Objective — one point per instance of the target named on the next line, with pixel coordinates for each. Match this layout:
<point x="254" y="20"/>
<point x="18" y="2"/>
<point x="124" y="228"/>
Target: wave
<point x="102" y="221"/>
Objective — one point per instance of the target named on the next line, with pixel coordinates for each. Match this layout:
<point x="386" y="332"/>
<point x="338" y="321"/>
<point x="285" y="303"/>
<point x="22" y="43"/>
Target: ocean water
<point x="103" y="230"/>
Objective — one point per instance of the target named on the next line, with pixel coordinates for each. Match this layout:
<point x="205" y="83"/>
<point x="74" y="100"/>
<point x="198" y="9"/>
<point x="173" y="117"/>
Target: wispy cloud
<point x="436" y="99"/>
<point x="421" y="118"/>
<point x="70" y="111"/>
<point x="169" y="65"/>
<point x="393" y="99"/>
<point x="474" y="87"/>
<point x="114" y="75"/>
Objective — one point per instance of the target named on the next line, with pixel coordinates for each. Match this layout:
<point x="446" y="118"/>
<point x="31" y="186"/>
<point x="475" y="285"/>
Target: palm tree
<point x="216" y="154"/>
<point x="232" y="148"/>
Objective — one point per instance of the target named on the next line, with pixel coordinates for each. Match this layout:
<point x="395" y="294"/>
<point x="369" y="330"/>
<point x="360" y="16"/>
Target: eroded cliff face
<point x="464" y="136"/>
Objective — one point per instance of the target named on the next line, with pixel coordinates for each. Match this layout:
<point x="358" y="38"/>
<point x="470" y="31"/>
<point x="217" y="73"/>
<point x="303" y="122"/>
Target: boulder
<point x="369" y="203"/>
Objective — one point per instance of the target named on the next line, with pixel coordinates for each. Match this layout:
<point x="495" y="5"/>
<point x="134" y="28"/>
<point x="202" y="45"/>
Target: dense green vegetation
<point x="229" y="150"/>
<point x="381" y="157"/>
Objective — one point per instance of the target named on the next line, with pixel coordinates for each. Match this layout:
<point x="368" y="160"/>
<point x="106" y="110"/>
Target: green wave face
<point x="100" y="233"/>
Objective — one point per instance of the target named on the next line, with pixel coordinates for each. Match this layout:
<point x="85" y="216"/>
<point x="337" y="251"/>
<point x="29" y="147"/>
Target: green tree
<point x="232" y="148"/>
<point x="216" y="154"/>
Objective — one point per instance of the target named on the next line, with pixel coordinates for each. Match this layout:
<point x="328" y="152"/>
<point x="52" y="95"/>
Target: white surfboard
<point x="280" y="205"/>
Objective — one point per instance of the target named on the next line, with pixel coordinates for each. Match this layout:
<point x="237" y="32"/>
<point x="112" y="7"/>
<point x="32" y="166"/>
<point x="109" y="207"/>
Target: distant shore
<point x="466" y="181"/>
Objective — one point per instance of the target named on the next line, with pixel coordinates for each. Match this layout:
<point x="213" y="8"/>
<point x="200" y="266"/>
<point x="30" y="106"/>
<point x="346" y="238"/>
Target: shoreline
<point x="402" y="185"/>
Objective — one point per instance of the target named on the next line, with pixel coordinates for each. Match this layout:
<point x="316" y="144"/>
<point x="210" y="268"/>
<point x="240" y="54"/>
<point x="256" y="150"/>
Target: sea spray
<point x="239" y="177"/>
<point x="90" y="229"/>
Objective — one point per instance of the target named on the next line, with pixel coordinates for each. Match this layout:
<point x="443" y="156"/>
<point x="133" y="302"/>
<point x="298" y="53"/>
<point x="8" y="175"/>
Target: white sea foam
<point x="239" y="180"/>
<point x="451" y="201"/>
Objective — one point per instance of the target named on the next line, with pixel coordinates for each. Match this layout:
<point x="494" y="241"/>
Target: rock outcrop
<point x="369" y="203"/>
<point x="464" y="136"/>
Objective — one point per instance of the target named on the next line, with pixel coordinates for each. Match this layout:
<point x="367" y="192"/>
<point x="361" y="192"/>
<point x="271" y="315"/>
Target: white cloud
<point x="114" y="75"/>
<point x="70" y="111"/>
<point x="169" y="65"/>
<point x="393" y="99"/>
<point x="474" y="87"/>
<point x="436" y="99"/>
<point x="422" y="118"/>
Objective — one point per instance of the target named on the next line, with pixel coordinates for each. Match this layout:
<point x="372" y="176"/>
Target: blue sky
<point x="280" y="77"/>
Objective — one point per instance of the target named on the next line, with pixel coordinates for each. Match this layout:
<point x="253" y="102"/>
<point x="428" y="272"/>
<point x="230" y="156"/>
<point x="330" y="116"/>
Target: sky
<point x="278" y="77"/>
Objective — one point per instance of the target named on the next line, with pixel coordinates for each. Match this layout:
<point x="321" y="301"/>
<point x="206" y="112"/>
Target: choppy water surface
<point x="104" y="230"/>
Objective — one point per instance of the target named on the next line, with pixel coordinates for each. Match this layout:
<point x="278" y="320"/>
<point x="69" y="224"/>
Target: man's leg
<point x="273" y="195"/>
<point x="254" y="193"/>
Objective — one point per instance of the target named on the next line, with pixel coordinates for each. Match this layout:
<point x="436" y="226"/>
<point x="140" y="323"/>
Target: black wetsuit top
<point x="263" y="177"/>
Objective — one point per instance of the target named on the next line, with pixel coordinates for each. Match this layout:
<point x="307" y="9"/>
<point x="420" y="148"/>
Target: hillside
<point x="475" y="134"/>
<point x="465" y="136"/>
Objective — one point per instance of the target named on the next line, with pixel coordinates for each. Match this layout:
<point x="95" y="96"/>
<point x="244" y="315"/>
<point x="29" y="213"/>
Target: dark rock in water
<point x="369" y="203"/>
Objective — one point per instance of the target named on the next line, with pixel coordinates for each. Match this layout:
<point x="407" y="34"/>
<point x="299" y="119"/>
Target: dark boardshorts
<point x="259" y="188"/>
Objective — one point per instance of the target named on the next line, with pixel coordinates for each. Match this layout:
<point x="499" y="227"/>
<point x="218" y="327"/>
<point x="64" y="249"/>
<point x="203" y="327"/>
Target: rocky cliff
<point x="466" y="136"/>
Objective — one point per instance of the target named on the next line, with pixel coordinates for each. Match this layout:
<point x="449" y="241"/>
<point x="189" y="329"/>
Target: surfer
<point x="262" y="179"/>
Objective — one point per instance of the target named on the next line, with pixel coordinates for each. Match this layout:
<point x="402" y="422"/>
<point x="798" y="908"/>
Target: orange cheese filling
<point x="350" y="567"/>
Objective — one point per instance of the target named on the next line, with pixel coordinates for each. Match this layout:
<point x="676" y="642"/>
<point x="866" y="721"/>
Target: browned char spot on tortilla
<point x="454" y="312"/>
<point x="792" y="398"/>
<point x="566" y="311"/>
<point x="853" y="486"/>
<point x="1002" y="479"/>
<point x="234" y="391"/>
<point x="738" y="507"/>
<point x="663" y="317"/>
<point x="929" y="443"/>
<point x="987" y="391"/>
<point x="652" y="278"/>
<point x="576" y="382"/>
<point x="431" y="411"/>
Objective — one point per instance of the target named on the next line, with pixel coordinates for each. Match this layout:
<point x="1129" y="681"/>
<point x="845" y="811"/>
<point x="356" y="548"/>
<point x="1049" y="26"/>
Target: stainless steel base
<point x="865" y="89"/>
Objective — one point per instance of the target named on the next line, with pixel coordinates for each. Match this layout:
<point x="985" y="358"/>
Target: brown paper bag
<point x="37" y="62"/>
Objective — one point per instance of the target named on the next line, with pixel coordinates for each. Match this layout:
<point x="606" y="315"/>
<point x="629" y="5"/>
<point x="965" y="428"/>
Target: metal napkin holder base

Task statement: Type the whole listing again, unaltered.

Answer to this problem:
Objective — one point per instance of the target named on the next line, with pixel coordinates for each. Match this layout:
<point x="254" y="20"/>
<point x="18" y="2"/>
<point x="124" y="228"/>
Target: wave
<point x="102" y="221"/>
Objective — one point per instance of the target named on the next line, with pixel coordinates for each. Match this layout:
<point x="386" y="332"/>
<point x="338" y="321"/>
<point x="285" y="303"/>
<point x="22" y="43"/>
Target: ocean water
<point x="103" y="230"/>
Objective — one point per instance of the target named on the next line, with pixel coordinates for each. Match this layout:
<point x="205" y="83"/>
<point x="74" y="100"/>
<point x="198" y="9"/>
<point x="173" y="117"/>
Target: wispy cloud
<point x="436" y="99"/>
<point x="421" y="118"/>
<point x="70" y="111"/>
<point x="169" y="65"/>
<point x="393" y="99"/>
<point x="474" y="87"/>
<point x="114" y="75"/>
Objective — one point per instance of the target named on the next line, with pixel coordinates for each. Match this layout:
<point x="446" y="118"/>
<point x="31" y="186"/>
<point x="475" y="285"/>
Target: palm tree
<point x="216" y="154"/>
<point x="232" y="148"/>
Objective — one point per instance of the target named on the next line, with pixel coordinates for each. Match this layout:
<point x="395" y="294"/>
<point x="369" y="330"/>
<point x="360" y="16"/>
Target: eroded cliff face
<point x="464" y="136"/>
Objective — one point per instance of the target named on the next line, with pixel coordinates for each. Match this layout:
<point x="358" y="38"/>
<point x="470" y="31"/>
<point x="217" y="73"/>
<point x="303" y="122"/>
Target: boulder
<point x="369" y="203"/>
Objective — one point per instance of the target named on the next line, with pixel coordinates for each. Match this layout:
<point x="495" y="5"/>
<point x="134" y="28"/>
<point x="202" y="45"/>
Target: dense green vegetation
<point x="229" y="150"/>
<point x="381" y="157"/>
Objective — one point per instance of the target named on the next line, with pixel coordinates for each. Match this layout:
<point x="368" y="160"/>
<point x="106" y="110"/>
Target: green wave face
<point x="100" y="233"/>
Objective — one point per instance of the target named on the next line, with pixel coordinates for each. Match this layout:
<point x="85" y="216"/>
<point x="337" y="251"/>
<point x="29" y="147"/>
Target: green tree
<point x="232" y="148"/>
<point x="216" y="154"/>
Objective — one point per instance of the target named on the next line, with pixel coordinates for each. Match this layout:
<point x="328" y="152"/>
<point x="52" y="95"/>
Target: white surfboard
<point x="280" y="205"/>
Objective — one point per instance of the target named on the next line, with pixel coordinates for each. Match this layout:
<point x="237" y="32"/>
<point x="112" y="7"/>
<point x="32" y="166"/>
<point x="109" y="207"/>
Target: distant shore
<point x="466" y="181"/>
Objective — one point per instance of the target named on the next line, with pixel coordinates for each. Match this layout:
<point x="213" y="8"/>
<point x="200" y="266"/>
<point x="30" y="106"/>
<point x="346" y="238"/>
Target: shoreline
<point x="402" y="185"/>
Objective — one point per instance of the target named on the next line, with pixel coordinates for each. Match this layout:
<point x="316" y="144"/>
<point x="210" y="268"/>
<point x="240" y="54"/>
<point x="256" y="150"/>
Target: sea spray
<point x="239" y="177"/>
<point x="90" y="229"/>
Objective — one point per instance of the target named on the next line, with pixel coordinates for each. Match this layout:
<point x="443" y="156"/>
<point x="133" y="302"/>
<point x="298" y="53"/>
<point x="8" y="175"/>
Target: white sea foam
<point x="239" y="180"/>
<point x="451" y="201"/>
Objective — one point per instance of the target named on the next line, with pixel coordinates for each. Match this layout:
<point x="494" y="241"/>
Target: rock outcrop
<point x="369" y="203"/>
<point x="464" y="136"/>
Objective — one point per instance of the target named on the next line, with pixel coordinates for each. Match this layout:
<point x="367" y="192"/>
<point x="361" y="192"/>
<point x="271" y="315"/>
Target: white cloud
<point x="114" y="75"/>
<point x="70" y="111"/>
<point x="169" y="65"/>
<point x="393" y="99"/>
<point x="474" y="87"/>
<point x="436" y="99"/>
<point x="422" y="118"/>
Objective — one point per instance of the target named on the next line, with pixel coordinates for each. Match this layout:
<point x="372" y="176"/>
Target: blue sky
<point x="280" y="77"/>
Objective — one point per instance of the target named on the next line, with pixel coordinates for each. Match this layout:
<point x="253" y="102"/>
<point x="428" y="272"/>
<point x="230" y="156"/>
<point x="330" y="116"/>
Target: sky
<point x="278" y="77"/>
Objective — one point per instance of the target named on the next line, with pixel coordinates for each. Match this layout:
<point x="321" y="301"/>
<point x="206" y="112"/>
Target: choppy water surface
<point x="104" y="230"/>
Objective — one point per instance of the target named on the next line, with pixel coordinates for each. Match this layout:
<point x="278" y="320"/>
<point x="69" y="224"/>
Target: man's leg
<point x="273" y="195"/>
<point x="254" y="193"/>
Objective — one point per instance of the target named on the next line, with pixel coordinates for each. Match this layout:
<point x="436" y="226"/>
<point x="140" y="323"/>
Target: black wetsuit top
<point x="263" y="177"/>
Objective — one point per instance of the target named on the next line, with pixel coordinates for each. Match this layout:
<point x="307" y="9"/>
<point x="420" y="148"/>
Target: hillside
<point x="475" y="134"/>
<point x="465" y="136"/>
Objective — one point per instance of the target named on the next line, with pixel coordinates for each. Match this layout:
<point x="95" y="96"/>
<point x="244" y="315"/>
<point x="29" y="213"/>
Target: dark rock in water
<point x="369" y="203"/>
Objective — one point per instance of the target named on the next line, with pixel coordinates for each. Match this layout:
<point x="407" y="34"/>
<point x="299" y="119"/>
Target: dark boardshorts
<point x="259" y="188"/>
Objective — one point per instance of the target named on the next line, with pixel coordinates for each. Match this layout:
<point x="499" y="227"/>
<point x="218" y="327"/>
<point x="64" y="249"/>
<point x="203" y="327"/>
Target: rocky cliff
<point x="466" y="136"/>
Objective — one point per instance of the target named on the next line, with pixel coordinates for each. Match this layout:
<point x="449" y="241"/>
<point x="189" y="329"/>
Target: surfer
<point x="262" y="179"/>
Objective — one point per instance of the target named on the next line, with pixel coordinates for each. Match this layout:
<point x="402" y="422"/>
<point x="798" y="908"/>
Target: orange cheese filling
<point x="350" y="567"/>
Objective — one point per instance of the target named on the next line, with pixel coordinates for each. Match this layout:
<point x="676" y="642"/>
<point x="866" y="721"/>
Target: browned char spot on tortilla
<point x="454" y="312"/>
<point x="792" y="398"/>
<point x="566" y="311"/>
<point x="853" y="486"/>
<point x="1002" y="479"/>
<point x="234" y="391"/>
<point x="738" y="507"/>
<point x="663" y="317"/>
<point x="929" y="443"/>
<point x="987" y="391"/>
<point x="652" y="278"/>
<point x="576" y="382"/>
<point x="431" y="411"/>
Objective — one point per instance of the target named on the next line, with pixel coordinates for each. Match this layout:
<point x="1129" y="681"/>
<point x="845" y="811"/>
<point x="356" y="548"/>
<point x="1049" y="26"/>
Target: stainless steel base
<point x="865" y="89"/>
Objective — one point per instance of the target named on the next line, with pixel coordinates for each. Match this layout:
<point x="985" y="358"/>
Target: brown paper bag
<point x="37" y="62"/>
Objective — one point per instance of the target named on the next line, with pixel coordinates for each. Match this layout:
<point x="606" y="315"/>
<point x="629" y="5"/>
<point x="965" y="428"/>
Target: metal napkin holder base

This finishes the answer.